## WRITTEN INSTRUCTION
Begin with the line containing "The component shall return one point per instance of the blue" and copy each line exactly through the last line of the entries, inclusive.

## Entries taken from a collection

========

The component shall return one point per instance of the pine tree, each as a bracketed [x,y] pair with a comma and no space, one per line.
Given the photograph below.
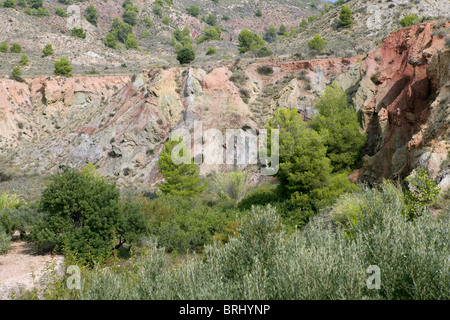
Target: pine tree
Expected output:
[180,179]
[338,122]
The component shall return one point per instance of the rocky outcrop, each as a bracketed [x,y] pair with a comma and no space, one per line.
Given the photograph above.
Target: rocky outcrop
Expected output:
[401,91]
[120,123]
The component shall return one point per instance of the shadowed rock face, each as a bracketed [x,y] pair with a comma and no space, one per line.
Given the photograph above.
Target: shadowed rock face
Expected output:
[405,107]
[120,123]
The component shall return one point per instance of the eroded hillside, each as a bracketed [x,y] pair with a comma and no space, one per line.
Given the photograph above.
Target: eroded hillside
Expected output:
[119,123]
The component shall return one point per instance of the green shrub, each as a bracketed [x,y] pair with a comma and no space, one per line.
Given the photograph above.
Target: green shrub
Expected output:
[317,43]
[36,4]
[210,51]
[5,241]
[84,216]
[193,11]
[181,224]
[212,33]
[148,22]
[131,42]
[110,40]
[181,175]
[319,263]
[91,14]
[229,187]
[24,60]
[374,78]
[249,41]
[15,48]
[61,12]
[185,55]
[16,74]
[79,32]
[282,30]
[211,19]
[130,15]
[48,50]
[264,52]
[21,219]
[4,47]
[265,70]
[9,4]
[409,20]
[339,122]
[421,191]
[345,17]
[121,30]
[63,67]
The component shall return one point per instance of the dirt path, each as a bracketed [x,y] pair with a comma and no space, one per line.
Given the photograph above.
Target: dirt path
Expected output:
[20,264]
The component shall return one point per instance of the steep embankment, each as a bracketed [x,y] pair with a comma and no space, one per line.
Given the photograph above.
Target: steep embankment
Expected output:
[402,92]
[120,123]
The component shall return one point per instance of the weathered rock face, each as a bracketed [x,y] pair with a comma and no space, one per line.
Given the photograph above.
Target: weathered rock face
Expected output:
[394,88]
[120,123]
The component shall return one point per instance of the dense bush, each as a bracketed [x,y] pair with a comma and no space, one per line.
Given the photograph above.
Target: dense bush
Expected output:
[317,43]
[421,191]
[211,50]
[130,14]
[212,33]
[229,187]
[9,4]
[61,12]
[79,32]
[339,123]
[48,50]
[180,224]
[261,263]
[193,11]
[91,14]
[345,17]
[15,48]
[5,241]
[185,55]
[84,216]
[264,52]
[181,175]
[4,47]
[63,67]
[265,70]
[249,41]
[409,20]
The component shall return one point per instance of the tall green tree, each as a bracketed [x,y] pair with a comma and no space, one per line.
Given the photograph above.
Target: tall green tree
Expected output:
[180,179]
[338,122]
[304,166]
[249,41]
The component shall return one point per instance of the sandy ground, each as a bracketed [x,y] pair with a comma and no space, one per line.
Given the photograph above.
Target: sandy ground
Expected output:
[20,264]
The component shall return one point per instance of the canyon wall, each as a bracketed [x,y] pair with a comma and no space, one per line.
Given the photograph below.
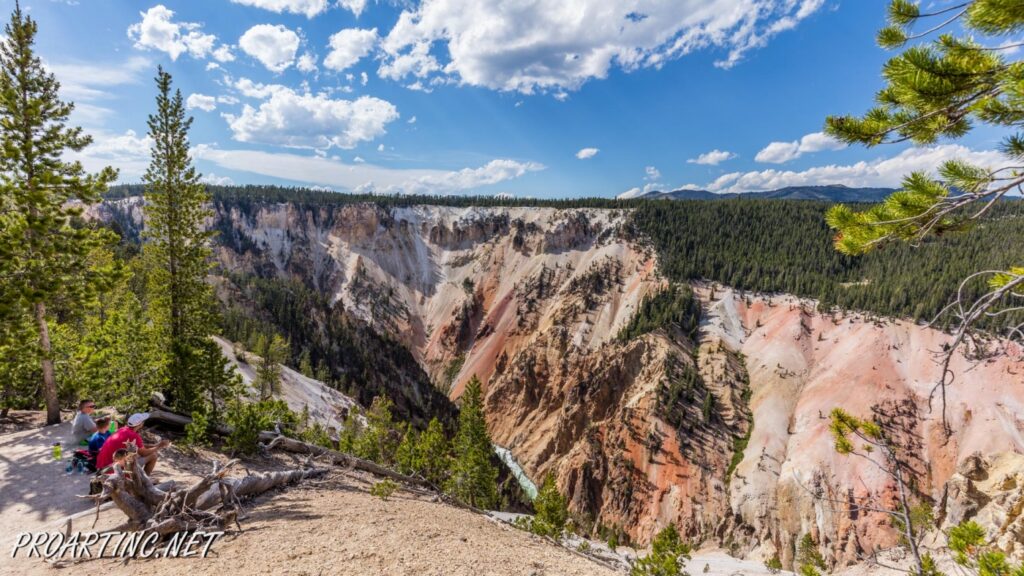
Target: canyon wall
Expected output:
[643,432]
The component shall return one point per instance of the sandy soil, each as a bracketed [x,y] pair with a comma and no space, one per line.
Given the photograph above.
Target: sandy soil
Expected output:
[329,526]
[336,527]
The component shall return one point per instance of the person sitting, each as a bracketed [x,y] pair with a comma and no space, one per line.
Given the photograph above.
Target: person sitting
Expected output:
[82,426]
[130,434]
[99,437]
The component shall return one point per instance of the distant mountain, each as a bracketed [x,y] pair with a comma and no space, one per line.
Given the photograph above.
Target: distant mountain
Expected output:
[836,193]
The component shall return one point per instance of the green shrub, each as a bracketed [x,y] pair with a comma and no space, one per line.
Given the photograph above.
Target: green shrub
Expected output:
[668,556]
[384,489]
[198,432]
[552,510]
[249,418]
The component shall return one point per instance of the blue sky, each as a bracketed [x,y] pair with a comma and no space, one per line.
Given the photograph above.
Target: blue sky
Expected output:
[540,98]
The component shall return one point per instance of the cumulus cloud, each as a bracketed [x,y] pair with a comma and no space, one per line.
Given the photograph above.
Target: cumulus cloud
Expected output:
[214,179]
[201,101]
[632,193]
[86,83]
[252,89]
[354,6]
[159,31]
[349,46]
[713,158]
[879,172]
[310,121]
[309,8]
[778,153]
[306,63]
[127,152]
[273,45]
[556,45]
[365,176]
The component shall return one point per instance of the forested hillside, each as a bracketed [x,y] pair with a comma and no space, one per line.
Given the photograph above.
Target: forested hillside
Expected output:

========

## FINISHED EXERCISE
The component shall return one point per instance of the blue sky, each as a bracketed [x,y] pair with a comma and no space, one per line.
Given the photograph above.
Target: blue sky
Expected output:
[540,98]
The component shall return one point per instance of the cumulus cloud, each as a bracketed [x,y] pair with a comma and no space, one per line.
Given the photograph above.
Target: cumulus cloud
Expected output:
[214,179]
[201,101]
[632,193]
[86,83]
[252,89]
[354,6]
[159,31]
[349,46]
[713,158]
[879,172]
[310,121]
[309,8]
[778,153]
[306,63]
[127,152]
[273,45]
[556,45]
[365,176]
The component shall return one point per instance of the forested hillside, each as a bracketed [x,y] pair with a comma and no space, one per line.
Given the photograph above.
Target: forested hillside
Expected output:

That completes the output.